━━━ TEXT EXTRACT

Market Review December 2019

Global equity markets enjoyed a Santa rally in December as optimism returned to the global trade outlook, policies from central banks remained supportive and investors took the view that ultra-low interest rates would remain in place for longer.

Both the UK election result and the US-China Phase 1 trade deal fuelled optimism further whilst offering far more clarity for businesses as they plan for 2020 and beyond. Whilst this could be a welcome gift for the global and domestic economy, it’s important to remember that nothing is a “done deal.”


December provided a positive return, capping a strong calendar year for the UK equity market. The market rallied sharply on news of a Conservative majority government mid-December, boosted by the prospect of an end to the political impasse and a period of relative stability.

The value of Sterling proved volatile throughout the month. The pound gained ground ahead of the UK General Election and reached a seven-month high of US$1.31 on increasing optimism of a Conservative majority win. Sterling then rallied sharply on election night, with the confirmation of a majority government pushing Sterling to US$1.33.


The US equity market reached fresh highs in December to cap one of the best years of the past decade. Stocks were buoyed by talk of an interim trade deal between  US and China which would see Washington reduce tariffs and Beijing increase purchases of US farm goods. Performance was also boosted by better than expected economic data and the US Federal Reserve’s projection that interest rates would remain on hold throughout 2020.

Adding to the upbeat mood was data from the US Department of Labour, which revealed that US jobless claims had fallen by 13,000 to a seasonally adjusted 222,000 in the week ending 21 December. Payrolls jumped by 266,000 (the most since January 2019) as wages topped estimates while consumer sentiment increased to a seven-month high. The stronger-than-expected data bolstered hopes for a pick-up in global economic growth.


European equity markets finished the year strongly and recorded their best annual return in a decade as markets were buoyed by the combination of a convincing UK general election result and news of a Phase One trade deal between US and China.

Against this backdrop, investors were happy to adopt a ‘risk-on’ stance with ‘cyclical’ parts of the market (companies whose performance is linked to the business cycle) outperforming ‘defensive’ areas.

━━━━━━

◆ **TO-DO LIST**:
**a.** Please copy the December 2019 market review word for word between "December provided a" and "Sterling to US$1.33.", inclusive.
**b.** Answer these questions from the December 2019 market review:
(i) What seven-month high did the pound reach ahead of the UK General Election?
(ii) By how much did US payrolls jump?
(iii) What kind of annual return did European equity markets record?
Answer from the December 2019 market review alone, without outside knowledge.

━━━ SUPPLIED INFORMATION

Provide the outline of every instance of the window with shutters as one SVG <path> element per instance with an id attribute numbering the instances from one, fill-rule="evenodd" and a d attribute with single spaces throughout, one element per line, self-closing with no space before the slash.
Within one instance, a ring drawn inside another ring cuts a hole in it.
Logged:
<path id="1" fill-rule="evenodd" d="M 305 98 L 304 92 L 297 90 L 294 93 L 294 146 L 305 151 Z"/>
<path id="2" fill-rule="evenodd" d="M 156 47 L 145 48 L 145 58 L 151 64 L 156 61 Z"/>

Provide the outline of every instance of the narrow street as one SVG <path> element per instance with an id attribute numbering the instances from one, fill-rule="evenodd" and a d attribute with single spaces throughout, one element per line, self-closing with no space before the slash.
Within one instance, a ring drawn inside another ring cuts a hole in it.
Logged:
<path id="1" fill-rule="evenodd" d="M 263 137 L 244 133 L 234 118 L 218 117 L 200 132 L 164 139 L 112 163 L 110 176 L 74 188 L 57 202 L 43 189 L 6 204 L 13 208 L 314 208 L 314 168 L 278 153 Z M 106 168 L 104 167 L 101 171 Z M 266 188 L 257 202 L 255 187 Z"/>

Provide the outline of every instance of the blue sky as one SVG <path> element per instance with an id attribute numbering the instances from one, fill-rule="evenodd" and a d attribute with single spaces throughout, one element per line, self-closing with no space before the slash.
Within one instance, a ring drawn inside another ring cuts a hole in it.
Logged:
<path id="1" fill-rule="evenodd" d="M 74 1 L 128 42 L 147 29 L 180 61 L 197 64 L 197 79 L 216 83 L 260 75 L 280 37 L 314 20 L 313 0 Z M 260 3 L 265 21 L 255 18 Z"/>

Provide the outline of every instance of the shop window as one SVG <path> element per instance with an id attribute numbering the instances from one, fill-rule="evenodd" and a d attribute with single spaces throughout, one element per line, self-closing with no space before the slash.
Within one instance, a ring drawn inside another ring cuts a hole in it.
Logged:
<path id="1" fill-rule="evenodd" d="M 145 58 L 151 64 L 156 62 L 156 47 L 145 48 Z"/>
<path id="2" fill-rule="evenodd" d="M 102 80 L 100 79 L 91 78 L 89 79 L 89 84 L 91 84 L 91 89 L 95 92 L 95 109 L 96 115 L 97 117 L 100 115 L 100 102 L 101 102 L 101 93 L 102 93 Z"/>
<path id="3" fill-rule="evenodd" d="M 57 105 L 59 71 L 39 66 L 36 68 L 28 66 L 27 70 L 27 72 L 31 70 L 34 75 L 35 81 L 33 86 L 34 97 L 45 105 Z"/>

━━━━━━

◆ **PER-TASK ANSWERS**:
**a.**
December provided a positive return, capping a strong calendar year for the UK equity market. The market rallied sharply on news of a Conservative majority government mid-December, boosted by the prospect of an end to the political impasse and a period of relative stability.

The value of Sterling proved volatile throughout the month. The pound gained ground ahead of the UK General Election and reached a seven-month high of US$1.31 on increasing optimism of a Conservative majority win. Sterling then rallied sharply on election night, with the confirmation of a majority government pushing Sterling to US$1.33.

**b.**
(i) US$1.31
(ii) 266,000
(iii) Their best annual return in a decade